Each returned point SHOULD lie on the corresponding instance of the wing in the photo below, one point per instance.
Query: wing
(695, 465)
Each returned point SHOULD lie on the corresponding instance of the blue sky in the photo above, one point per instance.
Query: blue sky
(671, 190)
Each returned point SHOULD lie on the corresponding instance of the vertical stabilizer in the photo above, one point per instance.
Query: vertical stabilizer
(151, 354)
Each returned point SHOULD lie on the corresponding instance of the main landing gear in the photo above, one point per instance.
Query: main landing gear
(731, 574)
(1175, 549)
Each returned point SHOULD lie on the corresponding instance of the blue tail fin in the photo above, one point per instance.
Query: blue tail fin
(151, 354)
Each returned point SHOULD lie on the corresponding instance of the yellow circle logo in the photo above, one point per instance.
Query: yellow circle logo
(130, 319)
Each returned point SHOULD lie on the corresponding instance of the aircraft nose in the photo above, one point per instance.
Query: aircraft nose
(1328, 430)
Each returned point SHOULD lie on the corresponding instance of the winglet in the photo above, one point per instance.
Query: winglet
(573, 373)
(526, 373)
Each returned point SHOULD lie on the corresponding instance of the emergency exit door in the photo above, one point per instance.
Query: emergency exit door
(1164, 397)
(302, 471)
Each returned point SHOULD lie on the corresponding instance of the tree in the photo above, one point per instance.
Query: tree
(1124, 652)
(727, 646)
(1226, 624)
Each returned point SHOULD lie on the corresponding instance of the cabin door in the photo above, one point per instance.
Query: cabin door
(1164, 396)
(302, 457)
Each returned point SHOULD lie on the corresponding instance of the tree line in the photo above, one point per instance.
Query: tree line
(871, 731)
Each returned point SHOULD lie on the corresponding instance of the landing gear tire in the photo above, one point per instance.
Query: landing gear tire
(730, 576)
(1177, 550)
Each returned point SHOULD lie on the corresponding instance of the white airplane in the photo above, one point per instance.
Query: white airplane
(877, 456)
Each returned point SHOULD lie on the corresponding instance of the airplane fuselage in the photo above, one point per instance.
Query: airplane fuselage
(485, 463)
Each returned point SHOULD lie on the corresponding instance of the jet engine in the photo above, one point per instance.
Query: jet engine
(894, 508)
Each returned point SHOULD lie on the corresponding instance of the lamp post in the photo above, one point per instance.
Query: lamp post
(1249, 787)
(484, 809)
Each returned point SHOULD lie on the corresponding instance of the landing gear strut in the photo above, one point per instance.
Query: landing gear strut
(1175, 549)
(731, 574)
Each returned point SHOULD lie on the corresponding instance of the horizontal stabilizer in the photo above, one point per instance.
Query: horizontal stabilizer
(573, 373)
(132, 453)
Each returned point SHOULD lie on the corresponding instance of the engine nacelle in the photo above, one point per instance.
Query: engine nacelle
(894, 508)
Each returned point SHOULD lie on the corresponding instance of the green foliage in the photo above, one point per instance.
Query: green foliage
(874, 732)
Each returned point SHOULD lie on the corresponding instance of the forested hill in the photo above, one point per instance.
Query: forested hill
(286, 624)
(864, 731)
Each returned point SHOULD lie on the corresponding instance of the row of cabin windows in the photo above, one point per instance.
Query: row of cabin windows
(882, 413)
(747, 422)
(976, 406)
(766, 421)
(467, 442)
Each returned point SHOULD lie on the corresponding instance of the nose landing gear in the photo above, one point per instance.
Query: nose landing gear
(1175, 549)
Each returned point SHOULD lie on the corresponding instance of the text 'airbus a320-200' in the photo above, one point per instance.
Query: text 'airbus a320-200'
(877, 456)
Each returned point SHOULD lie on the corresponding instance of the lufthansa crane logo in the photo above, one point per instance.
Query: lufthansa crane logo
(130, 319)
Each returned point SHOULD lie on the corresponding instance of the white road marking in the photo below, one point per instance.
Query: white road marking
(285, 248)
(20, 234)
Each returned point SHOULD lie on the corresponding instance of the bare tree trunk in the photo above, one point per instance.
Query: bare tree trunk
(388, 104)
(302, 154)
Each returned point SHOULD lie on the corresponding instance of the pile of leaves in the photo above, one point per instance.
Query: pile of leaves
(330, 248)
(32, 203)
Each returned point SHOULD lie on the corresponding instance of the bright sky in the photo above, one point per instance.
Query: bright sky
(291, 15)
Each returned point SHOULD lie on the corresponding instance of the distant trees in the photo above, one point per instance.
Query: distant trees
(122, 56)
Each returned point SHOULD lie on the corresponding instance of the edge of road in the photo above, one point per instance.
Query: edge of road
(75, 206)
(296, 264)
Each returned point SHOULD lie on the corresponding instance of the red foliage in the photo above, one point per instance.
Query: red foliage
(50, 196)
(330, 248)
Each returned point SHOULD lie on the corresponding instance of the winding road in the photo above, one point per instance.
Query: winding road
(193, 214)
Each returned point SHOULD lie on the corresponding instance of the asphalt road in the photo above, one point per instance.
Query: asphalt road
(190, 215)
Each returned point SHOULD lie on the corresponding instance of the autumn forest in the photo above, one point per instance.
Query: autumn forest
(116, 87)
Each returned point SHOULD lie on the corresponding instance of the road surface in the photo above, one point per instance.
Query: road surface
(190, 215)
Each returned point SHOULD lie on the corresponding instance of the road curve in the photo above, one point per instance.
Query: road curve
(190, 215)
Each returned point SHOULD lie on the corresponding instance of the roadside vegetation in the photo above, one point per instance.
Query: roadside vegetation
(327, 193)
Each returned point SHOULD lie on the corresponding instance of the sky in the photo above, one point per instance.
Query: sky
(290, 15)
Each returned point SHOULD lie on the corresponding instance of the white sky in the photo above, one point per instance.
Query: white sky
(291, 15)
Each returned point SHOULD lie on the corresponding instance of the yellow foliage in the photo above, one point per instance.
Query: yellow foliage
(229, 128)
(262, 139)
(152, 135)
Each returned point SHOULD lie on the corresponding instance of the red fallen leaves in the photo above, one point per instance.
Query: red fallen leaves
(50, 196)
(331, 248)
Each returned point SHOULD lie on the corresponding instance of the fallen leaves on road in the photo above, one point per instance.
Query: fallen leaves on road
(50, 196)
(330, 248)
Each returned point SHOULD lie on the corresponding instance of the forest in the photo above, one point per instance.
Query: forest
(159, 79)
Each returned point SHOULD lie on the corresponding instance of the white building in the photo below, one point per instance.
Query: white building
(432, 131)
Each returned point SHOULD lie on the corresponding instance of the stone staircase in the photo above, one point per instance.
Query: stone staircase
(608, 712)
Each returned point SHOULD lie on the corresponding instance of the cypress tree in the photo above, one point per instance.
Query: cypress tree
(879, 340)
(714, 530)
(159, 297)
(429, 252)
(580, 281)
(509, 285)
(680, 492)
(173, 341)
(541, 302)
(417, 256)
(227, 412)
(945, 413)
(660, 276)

#####

§ **Description of the task**:
Print all of the data exactly as it was given.

§ **Exercise response**:
Each returned point SHOULD lie on the corresponding instance of the wing in the photo below, one point per instance.
Query: wing
(695, 465)
Each returned point SHOULD lie on the corresponding instance of the blue sky in the photo above, one point per instance.
Query: blue sky
(671, 190)
Each returned point SHOULD lie on the corresponding instance of the vertical stabilizer in the photo above, one point per instance.
Query: vertical stabilizer
(151, 354)
Each returned point SHOULD lie on the corresponding instance of the main landing gear in the photo above, one point per instance.
Query: main landing gear
(731, 574)
(1175, 549)
Each returned point SHOULD lie on the corresponding instance of the blue tail fin in the photo above, one point per instance.
Query: blue tail fin
(151, 354)
Each returned point SHOULD lie on the corresponding instance of the yellow circle logo in the photo above, one point per instance.
Query: yellow circle logo
(130, 319)
Each returned point SHOULD lie on the corresponding instance of the aircraft nose in the photo above, one point per instance.
Query: aircraft nose
(1328, 430)
Each returned point SHOULD lie on the corresponding instance of the winglet in the photo above, one point per instance.
Query: winglet
(573, 373)
(526, 373)
Each returned point SHOULD lie on the corresponding instance of the emergency exit door in the photo above, one point per instance.
Query: emergency exit door
(1164, 397)
(302, 471)
Each returned point SHOULD lie on the corresponding instance of the tree in the photo above, one point per instance.
Query: tree
(1124, 652)
(727, 646)
(1226, 624)
Each returned point SHOULD lie on the corresponding instance of the cabin door in the photo above, one point per instance.
Query: cabin door
(1164, 396)
(302, 457)
Each returned point SHOULD lie on the corresponding instance of the tree line in the photo above, one point per instance.
Query: tree line
(871, 731)
Each returned point SHOULD lie on the corresponding instance of the landing gear tire in the photo above, one point per instance.
Query: landing gear tire
(730, 576)
(1177, 550)
Each returned point SHOULD lie on the corresponding instance of the white airplane in the photo above, one point per instance.
Query: white airplane
(877, 456)
Each returned point SHOULD lie on the corresponding instance of the airplane fuselage in the photo above, one point per instance.
Query: airplane fuselage
(485, 463)
Each returned point SHOULD lie on the corresponding instance of the jet engine in the photo above, one point per instance.
Query: jet engine
(894, 508)
Each returned point SHOULD lie on the corresponding instance of the lamp post in the photo above, one point per instance.
Query: lamp post
(1249, 787)
(484, 809)
Each returned point SHOULD lie on the corresponding instance of the landing gear strut in the photo above, one point per instance.
Query: landing gear strut
(1175, 549)
(731, 574)
Each returned point SHOULD lie on the corresponding instance of the horizontal stabilizer in the photo above, one point per instance.
Query: horizontal stabilizer
(573, 373)
(132, 453)
Each returned point SHOULD lie on the corresponding instance of the engine nacelle in the photo above, one point per instance.
Query: engine nacelle
(894, 508)
Each returned point SHOULD lie on the corresponding instance of the green foliage in the photo above, one point per instance.
Query: green foliage
(874, 732)
Each returned point SHOULD lie on the corresponding instance of the forested hill in the photo above, one point per instance.
Query: forested hill
(286, 624)
(864, 731)
Each returned point SHOULD lie on the corresponding instance of the row of cabin windows in the photo above, one point per instance.
Query: row of cabin windows
(882, 413)
(747, 422)
(976, 406)
(766, 421)
(467, 442)
Each returned point SHOULD lie on the corresponding instance of the nose landing gear in the photo above, one point per instance.
Query: nose landing gear
(1175, 549)
Each returned point SHOULD lie on the corresponding instance of the text 'airbus a320-200' in the photo above, one point per instance.
Query: text 'airbus a320-200'
(877, 456)
Each returned point SHOULD lie on the corresponding instance of the lufthansa crane logo in the photo above, one point per instance.
Query: lufthansa crane logo
(130, 319)
Each returned point SHOULD lie on the corresponding instance of the white road marking in the photo below, one point per instance.
Query: white road marking
(285, 248)
(20, 234)
Each returned point SHOULD lie on the corresponding instance of the bare tree trunk in the photo above, one point per instance.
Query: bare tree trunk
(388, 104)
(302, 154)
Each returned point SHOULD lie on the corresponding instance of the pile of leaves in the photo above, one point per instance.
Query: pile of leaves
(330, 248)
(32, 203)
Each returned point SHOULD lie on the corresponding instance of the bright sky in the photo above, one point per instance.
Query: bright sky
(291, 15)
Each returned point SHOULD lie on the corresponding instance of the distant trees in the photo above, one point per instance.
Query: distant trees
(122, 56)
Each returned point SHOULD lie on the corresponding instance of the edge of road in the photo above, one point per instance.
Query: edge of road
(75, 206)
(296, 264)
Each returned point SHOULD lie on the corresponding instance of the red foliage in the photo above, one point per instance.
Query: red foliage
(50, 196)
(330, 248)
Each returned point SHOULD lie on the corresponding instance of the winding road in the photo above, one point per instance.
Query: winding road
(193, 214)
Each returned point SHOULD lie on the corresponding instance of the asphalt road in the photo above, one point per instance.
Query: asphalt road
(190, 215)
Each returned point SHOULD lie on the corresponding instance of the autumn forest in the photo above, one point per instance.
Query: autumn forest
(116, 87)
Each returned point SHOULD lie on the corresponding instance of the road surface in the photo above, one point per instance.
Query: road surface
(190, 215)
Each returned point SHOULD lie on the corresponding instance of the road curve in the photo above, one point per instance.
Query: road curve
(190, 215)
Each returned point SHOULD lie on the corresponding instance of the roadside vegetation in the photo above, one point per instance.
Query: roadside vegetation
(327, 193)
Each returned point SHOULD lie on the corresponding instance of the sky in the photo above, one point per instance.
Query: sky
(290, 15)
Each returned point SHOULD lie on the corresponding instance of the white sky in the photo above, one point per instance.
Query: white sky
(291, 15)
Each returned point SHOULD lie on the corresponding instance of the yellow foliage in the photo above, one point per instance.
Query: yellow foliage
(229, 128)
(262, 139)
(152, 135)
Each returned point SHOULD lie on the corresponding instance of the red fallen leaves in the photo above, one point per instance.
Query: red fallen leaves
(50, 196)
(331, 248)
Each returned point SHOULD lie on the corresponding instance of the fallen leaves on road in the photo above, one point per instance.
Query: fallen leaves on road
(50, 196)
(330, 248)
Each returned point SHOULD lie on the corresponding instance of the forest in the photo above, one point per instance.
Query: forest
(159, 79)
Each returned point SHOULD lie on the corresponding instance of the white building in the photo below, one point per instance.
Query: white building
(432, 131)
Each returned point SHOULD lie on the corresponding instance of the stone staircase in the photo above, one point per instance.
Query: stone staircase
(608, 712)
Each returned point SHOULD lie on the corresponding instance of the cypress tree in the photo above, one point per instance.
Query: cypress tree
(879, 340)
(714, 530)
(159, 297)
(429, 252)
(580, 281)
(509, 285)
(680, 492)
(173, 341)
(541, 302)
(417, 256)
(227, 412)
(945, 413)
(660, 276)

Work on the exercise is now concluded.